→ Short problem: Rewrite the data below so that every "exercise" becomes "task", and change nothing else.

→ Data provided:
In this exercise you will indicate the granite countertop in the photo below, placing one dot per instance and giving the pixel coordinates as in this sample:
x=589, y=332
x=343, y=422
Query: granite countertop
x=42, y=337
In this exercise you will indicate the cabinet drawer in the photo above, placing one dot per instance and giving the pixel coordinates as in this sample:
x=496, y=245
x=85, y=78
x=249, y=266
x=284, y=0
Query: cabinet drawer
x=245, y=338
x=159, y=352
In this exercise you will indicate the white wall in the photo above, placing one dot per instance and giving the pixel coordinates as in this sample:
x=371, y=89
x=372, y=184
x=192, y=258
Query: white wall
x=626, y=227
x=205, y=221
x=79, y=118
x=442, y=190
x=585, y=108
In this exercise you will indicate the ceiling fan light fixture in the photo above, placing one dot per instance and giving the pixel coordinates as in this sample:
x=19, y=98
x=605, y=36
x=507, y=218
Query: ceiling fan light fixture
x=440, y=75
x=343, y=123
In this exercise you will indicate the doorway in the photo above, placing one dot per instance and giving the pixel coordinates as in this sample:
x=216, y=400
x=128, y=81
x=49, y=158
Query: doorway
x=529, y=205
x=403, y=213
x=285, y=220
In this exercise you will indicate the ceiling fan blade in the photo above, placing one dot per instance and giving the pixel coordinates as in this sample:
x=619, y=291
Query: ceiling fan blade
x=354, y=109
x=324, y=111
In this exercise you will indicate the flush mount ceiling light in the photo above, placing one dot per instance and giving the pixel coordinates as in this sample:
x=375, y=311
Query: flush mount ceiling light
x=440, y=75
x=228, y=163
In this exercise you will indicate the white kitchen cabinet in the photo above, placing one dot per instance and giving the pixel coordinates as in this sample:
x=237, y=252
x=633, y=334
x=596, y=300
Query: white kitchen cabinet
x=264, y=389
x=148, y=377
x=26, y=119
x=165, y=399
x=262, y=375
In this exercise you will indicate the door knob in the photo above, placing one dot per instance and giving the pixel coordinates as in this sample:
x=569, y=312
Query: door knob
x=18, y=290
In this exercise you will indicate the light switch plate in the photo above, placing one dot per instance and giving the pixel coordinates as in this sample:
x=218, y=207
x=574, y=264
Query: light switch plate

→ Result:
In this task you will indicate the granite countertop in the photo below, placing one dot per instance and giving the pixel coordinates as in this sample:
x=589, y=332
x=343, y=422
Query: granite countertop
x=42, y=337
In this task you will indicate the cabinet drawer in the photo above, placing one dot per instance and giving the pixel coordinates as in this sample:
x=496, y=245
x=85, y=78
x=249, y=266
x=284, y=0
Query: cabinet drawer
x=245, y=338
x=159, y=352
In this task you will indicate the white wall in the photo above, placing one dot per instance and giving the pixel coordinates as in this sample:
x=371, y=89
x=372, y=184
x=192, y=258
Query: white wall
x=626, y=227
x=205, y=221
x=79, y=118
x=442, y=190
x=585, y=108
In this task you will indicate the ceiling fan light fixture in the photo above, placing one dot per instance and giving the pixel coordinates as in this sample:
x=19, y=98
x=605, y=36
x=507, y=218
Query: ceiling fan light fixture
x=440, y=75
x=343, y=123
In this task you will indicate the doorway in the photo above, placing one dot per instance and giving the pixel coordinates as in this sample:
x=216, y=400
x=128, y=81
x=49, y=158
Query: doorway
x=529, y=205
x=403, y=213
x=285, y=220
In this task you will indicate the ceiling fan blade in the photo above, placing one dot per instance and giving the pixel coordinates as in this sample:
x=619, y=291
Query: ceiling fan blade
x=354, y=109
x=324, y=111
In this task you will indicate the flush mount ceiling light in the photo above, placing one dot per instance and giving the pixel coordinates as in this sample:
x=375, y=311
Query: flush mount ceiling light
x=440, y=75
x=228, y=163
In this task you will indicate the white kitchen cabinet in the photo above, placing one dot per instance and giving the pixel coordinates as in this sample:
x=237, y=252
x=633, y=334
x=596, y=300
Query: white kitchen cabinet
x=264, y=389
x=148, y=377
x=26, y=119
x=165, y=399
x=262, y=375
In this task you will indicate the door knob in the photo above, placing one dot per instance and giving the pixel coordinates as in this sample:
x=569, y=312
Query: door knob
x=18, y=290
In this task you will indicate the light switch plate in the photo above, placing one dot per instance and giving the pixel coordinates as in this sample:
x=218, y=207
x=574, y=264
Query: light switch plate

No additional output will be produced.